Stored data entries
______

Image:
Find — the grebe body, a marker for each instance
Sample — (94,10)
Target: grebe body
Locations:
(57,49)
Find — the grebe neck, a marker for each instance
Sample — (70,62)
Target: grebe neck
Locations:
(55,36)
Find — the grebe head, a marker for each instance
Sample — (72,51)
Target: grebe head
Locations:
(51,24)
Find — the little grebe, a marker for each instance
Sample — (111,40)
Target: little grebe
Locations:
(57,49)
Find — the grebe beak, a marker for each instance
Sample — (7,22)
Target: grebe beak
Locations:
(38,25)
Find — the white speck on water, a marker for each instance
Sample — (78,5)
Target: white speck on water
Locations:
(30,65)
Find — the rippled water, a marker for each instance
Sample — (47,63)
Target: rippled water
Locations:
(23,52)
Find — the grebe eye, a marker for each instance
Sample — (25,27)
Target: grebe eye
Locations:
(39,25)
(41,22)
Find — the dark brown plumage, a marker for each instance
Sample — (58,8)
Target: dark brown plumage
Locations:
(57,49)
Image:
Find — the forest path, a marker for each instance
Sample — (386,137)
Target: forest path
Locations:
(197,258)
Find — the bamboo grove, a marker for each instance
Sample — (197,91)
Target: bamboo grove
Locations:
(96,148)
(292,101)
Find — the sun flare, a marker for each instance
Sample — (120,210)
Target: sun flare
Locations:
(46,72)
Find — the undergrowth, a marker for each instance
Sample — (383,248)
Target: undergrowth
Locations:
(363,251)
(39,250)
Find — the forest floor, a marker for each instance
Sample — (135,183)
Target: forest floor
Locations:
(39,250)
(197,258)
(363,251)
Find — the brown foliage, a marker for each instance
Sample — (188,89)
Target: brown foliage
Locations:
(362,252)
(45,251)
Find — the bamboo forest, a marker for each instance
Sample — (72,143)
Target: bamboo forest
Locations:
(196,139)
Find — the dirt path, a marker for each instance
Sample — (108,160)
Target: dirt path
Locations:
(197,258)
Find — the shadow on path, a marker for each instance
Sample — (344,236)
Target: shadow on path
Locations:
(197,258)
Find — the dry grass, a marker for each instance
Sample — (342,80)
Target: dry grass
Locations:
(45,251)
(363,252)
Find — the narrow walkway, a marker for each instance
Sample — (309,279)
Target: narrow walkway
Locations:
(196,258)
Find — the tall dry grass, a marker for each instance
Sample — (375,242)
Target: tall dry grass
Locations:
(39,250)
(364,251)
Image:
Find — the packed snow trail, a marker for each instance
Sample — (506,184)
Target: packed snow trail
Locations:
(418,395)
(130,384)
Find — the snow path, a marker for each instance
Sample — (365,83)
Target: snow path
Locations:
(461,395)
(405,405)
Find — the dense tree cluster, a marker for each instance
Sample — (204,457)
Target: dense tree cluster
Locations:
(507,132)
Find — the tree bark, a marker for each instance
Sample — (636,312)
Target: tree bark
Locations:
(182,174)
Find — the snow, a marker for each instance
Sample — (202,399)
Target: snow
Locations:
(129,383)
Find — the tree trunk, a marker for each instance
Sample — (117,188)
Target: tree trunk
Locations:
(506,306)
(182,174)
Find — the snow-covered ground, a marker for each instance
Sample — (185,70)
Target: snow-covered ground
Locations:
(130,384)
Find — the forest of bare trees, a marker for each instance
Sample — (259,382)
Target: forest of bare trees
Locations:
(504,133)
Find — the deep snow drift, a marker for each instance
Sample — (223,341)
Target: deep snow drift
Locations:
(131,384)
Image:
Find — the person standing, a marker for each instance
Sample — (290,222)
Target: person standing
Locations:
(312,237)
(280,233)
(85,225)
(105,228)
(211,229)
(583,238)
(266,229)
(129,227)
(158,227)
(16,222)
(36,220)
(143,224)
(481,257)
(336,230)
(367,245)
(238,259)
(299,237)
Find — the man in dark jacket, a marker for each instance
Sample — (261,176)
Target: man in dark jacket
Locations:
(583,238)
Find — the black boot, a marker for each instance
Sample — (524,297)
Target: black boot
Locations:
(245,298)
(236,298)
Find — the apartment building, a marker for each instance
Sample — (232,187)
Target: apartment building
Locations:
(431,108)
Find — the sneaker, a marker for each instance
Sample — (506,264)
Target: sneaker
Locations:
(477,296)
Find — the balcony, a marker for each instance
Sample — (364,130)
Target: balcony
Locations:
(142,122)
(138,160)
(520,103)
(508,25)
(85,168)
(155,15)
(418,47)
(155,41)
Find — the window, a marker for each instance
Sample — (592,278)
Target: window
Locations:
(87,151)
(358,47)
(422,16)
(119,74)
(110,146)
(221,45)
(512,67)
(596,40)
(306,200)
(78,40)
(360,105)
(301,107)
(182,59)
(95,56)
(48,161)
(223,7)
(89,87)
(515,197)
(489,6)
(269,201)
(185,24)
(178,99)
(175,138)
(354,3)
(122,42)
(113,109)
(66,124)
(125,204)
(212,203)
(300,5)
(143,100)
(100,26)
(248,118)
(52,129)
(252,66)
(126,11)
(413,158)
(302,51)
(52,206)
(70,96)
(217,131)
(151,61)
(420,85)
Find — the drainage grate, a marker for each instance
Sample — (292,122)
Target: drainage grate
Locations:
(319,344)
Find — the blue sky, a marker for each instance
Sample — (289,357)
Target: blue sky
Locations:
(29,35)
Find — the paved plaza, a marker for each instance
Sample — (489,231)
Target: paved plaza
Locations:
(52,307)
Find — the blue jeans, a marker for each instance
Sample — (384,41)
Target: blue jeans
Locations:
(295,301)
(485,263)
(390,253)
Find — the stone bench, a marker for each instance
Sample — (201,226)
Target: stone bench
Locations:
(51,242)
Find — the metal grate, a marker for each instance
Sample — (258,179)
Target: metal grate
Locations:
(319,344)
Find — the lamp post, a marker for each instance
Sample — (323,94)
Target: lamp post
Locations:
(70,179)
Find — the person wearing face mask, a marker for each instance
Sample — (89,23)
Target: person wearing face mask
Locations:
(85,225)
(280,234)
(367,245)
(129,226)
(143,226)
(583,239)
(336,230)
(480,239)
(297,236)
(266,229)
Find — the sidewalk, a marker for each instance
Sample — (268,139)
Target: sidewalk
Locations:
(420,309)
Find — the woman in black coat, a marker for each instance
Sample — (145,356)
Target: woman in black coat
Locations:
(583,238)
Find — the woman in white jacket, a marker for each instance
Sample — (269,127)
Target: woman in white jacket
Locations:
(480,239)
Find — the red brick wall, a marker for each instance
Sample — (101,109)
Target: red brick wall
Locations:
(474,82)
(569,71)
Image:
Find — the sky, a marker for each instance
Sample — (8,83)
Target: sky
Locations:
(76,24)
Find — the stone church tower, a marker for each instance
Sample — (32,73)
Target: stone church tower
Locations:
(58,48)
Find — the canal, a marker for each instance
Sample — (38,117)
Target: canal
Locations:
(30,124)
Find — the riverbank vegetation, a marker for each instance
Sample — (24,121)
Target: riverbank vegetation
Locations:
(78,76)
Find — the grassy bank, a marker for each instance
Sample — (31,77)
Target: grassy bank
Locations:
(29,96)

______

The records above are to be repeated in full, word for word.

» **Answer to the exercise**
Image:
Find — the grebe body, a marker for each instance
Sample — (94,10)
Target: grebe body
Locations:
(57,49)
Find — the grebe neck, a marker for each instance
Sample — (70,62)
Target: grebe neck
Locations:
(55,36)
Find — the grebe head, a marker for each instance
Sample — (72,51)
Target: grebe head
Locations:
(51,24)
Find — the little grebe, a marker for each instance
Sample — (111,40)
Target: little grebe
Locations:
(57,49)
Find — the grebe beak, a marker for each instance
Sample — (7,22)
Target: grebe beak
Locations:
(38,25)
Find — the white speck on water, a marker for each instance
Sample — (78,5)
Target: white speck on water
Locations:
(30,65)
Find — the rippled water, a marker for each instance
Sample — (47,63)
Target: rippled water
Locations:
(23,52)
Find — the grebe eye, a marker for each instance
Sample — (25,27)
Target: grebe eye
Locations:
(39,25)
(41,22)
Find — the dark brown plumage, a marker for each instance
Sample — (58,8)
Target: dark brown plumage
Locations:
(57,49)
Image:
Find — the forest path, a marker for each instance
Sample — (386,137)
Target: forest path
Locations:
(197,258)
Find — the bamboo grove, a marker for each instance
Sample — (197,91)
Target: bamboo grove
Locations:
(96,148)
(292,101)
Find — the sun flare, a marker for each instance
Sample — (120,210)
Target: sun flare
Locations:
(46,72)
Find — the undergrowth, a marker for each instance
Sample — (383,248)
Target: undergrowth
Locations:
(363,251)
(39,250)
Find — the forest floor, a marker for each instance
Sample — (135,183)
Target: forest floor
Locations:
(39,250)
(197,258)
(363,251)
Find — the brown foliage, a marker for each instance
Sample — (188,89)
Target: brown foliage
Locations:
(362,252)
(45,251)
Find — the bamboo forest, a marker for each instance
Sample — (72,143)
Target: bamboo forest
Locations:
(196,139)
Find — the dirt path, a marker for each instance
Sample — (108,160)
Target: dirt path
Locations:
(197,258)
Find — the shadow on path, a marker for each instance
Sample — (344,236)
Target: shadow on path
Locations:
(197,258)
Find — the dry grass, a marker for each instance
Sample — (342,80)
Target: dry grass
Locations:
(45,251)
(363,252)
Find — the narrow walkway, a marker for each instance
Sample — (309,279)
Target: narrow walkway
Locations:
(196,258)
Find — the tall dry grass, a marker for each instance
Sample — (375,242)
Target: tall dry grass
Locations:
(39,250)
(364,251)
Image:
Find — the packed snow trail, a marker for each instance
Sample — (506,184)
Target: packed snow trail
Locations:
(418,395)
(130,384)
Find — the snow path, a marker for each instance
Sample — (365,83)
Target: snow path
Locations:
(461,395)
(405,405)
Find — the dense tree cluster, a marker for each instance
Sample — (204,457)
Target: dense tree cluster
Locations:
(507,132)
Find — the tree bark, a marker for each instance
Sample — (636,312)
Target: tree bark
Locations:
(182,174)
Find — the snow, a marker for each instance
Sample — (202,399)
Target: snow
Locations:
(129,383)
Find — the tree trunk, a marker for each instance
Sample — (117,188)
Target: tree trunk
Locations:
(506,306)
(182,174)
Find — the snow-covered ground, a marker for each instance
Sample — (185,70)
Target: snow-covered ground
Locations:
(130,384)
Find — the forest of bare trees, a marker for each instance
Sample — (259,382)
Target: forest of bare trees
Locations:
(504,133)
Find — the deep snow drift, a marker for each instance
Sample — (223,341)
Target: deep snow drift
Locations:
(131,384)
Image:
Find — the person standing, a marker for each instance
Sample — (290,222)
Target: person standing
Locations:
(312,237)
(280,233)
(85,225)
(105,228)
(211,229)
(583,238)
(266,229)
(129,227)
(158,227)
(16,222)
(36,220)
(143,224)
(481,257)
(336,230)
(367,245)
(238,259)
(299,237)
Find — the man in dark jacket, a marker for each instance
Sample — (261,176)
Target: man in dark jacket
Locations:
(583,238)
Find — the black boot, a marker for each instance
Sample — (524,297)
Target: black boot
Locations:
(245,298)
(236,298)
Find — the apartment building, a marker for each instance
Sample — (232,187)
Target: apartment building
Locations:
(431,108)
Find — the sneaker, a marker for each instance
Sample — (506,264)
Target: sneaker
Locations:
(477,296)
Find — the balcony, a marker for each instance
Sample — (364,130)
Target: balcony
Locations:
(142,122)
(138,160)
(520,103)
(508,25)
(85,168)
(155,15)
(418,47)
(155,41)
Find — the window, a marker for each instance
Sample — (592,278)
Target: window
Locations:
(87,151)
(358,47)
(422,16)
(119,74)
(110,146)
(221,45)
(512,67)
(596,40)
(306,200)
(78,40)
(360,105)
(301,107)
(182,59)
(95,56)
(48,161)
(223,7)
(89,87)
(515,197)
(489,6)
(269,201)
(185,24)
(178,99)
(175,138)
(354,3)
(122,42)
(113,109)
(66,124)
(125,204)
(212,203)
(300,5)
(143,100)
(100,26)
(248,118)
(52,129)
(252,66)
(126,11)
(413,158)
(302,51)
(52,206)
(70,96)
(217,131)
(151,61)
(420,85)
Find — the drainage grate, a marker for each instance
Sample — (292,122)
Target: drainage grate
Locations:
(319,344)
Find — the blue sky, a marker for each instance
Sample — (289,357)
Target: blue sky
Locations:
(29,35)
Find — the paved plaza, a marker for each instance
Sample — (489,231)
Target: paved plaza
Locations:
(52,307)
Find — the blue jeans, a marker for each instance
Sample — (384,41)
Target: blue jeans
Locations:
(295,301)
(485,263)
(390,253)
Find — the stone bench, a marker for each instance
Sample — (201,226)
Target: stone bench
Locations:
(51,242)
Find — the metal grate, a marker for each instance
Sample — (258,179)
Target: metal grate
Locations:
(319,344)
Find — the lamp post, a marker for each instance
Sample — (323,94)
Target: lamp post
Locations:
(70,179)
Find — the person wearing face mask, a marker for each instance
Sample — (89,23)
Target: person wearing face mask
Locations:
(85,225)
(280,234)
(367,245)
(129,226)
(143,226)
(583,239)
(336,230)
(480,239)
(297,236)
(266,229)
Find — the sidewalk, a marker for each instance
Sample — (268,139)
Target: sidewalk
Locations:
(420,309)
Find — the woman in black coat, a marker for each instance
Sample — (145,356)
Target: woman in black coat
Locations:
(583,238)
Find — the woman in white jacket, a marker for each instance
Sample — (269,127)
Target: woman in white jacket
Locations:
(480,239)
Find — the red brick wall, a marker for each instance
Sample — (101,109)
Target: red brick wall
Locations:
(474,82)
(569,71)
Image:
Find — the sky, a marker for each instance
Sample — (8,83)
Target: sky
Locations:
(76,24)
Find — the stone church tower, a marker for each instance
Sample — (32,73)
Target: stone church tower
Locations:
(58,48)
Find — the canal, a marker for each instance
Sample — (38,117)
Target: canal
Locations:
(30,124)
Find — the riverbank vegetation, a marker for each instance
Sample — (24,121)
Target: riverbank vegetation
Locations:
(78,76)
Find — the grassy bank, a marker for each instance
Sample — (31,77)
Target: grassy bank
Locations:
(29,96)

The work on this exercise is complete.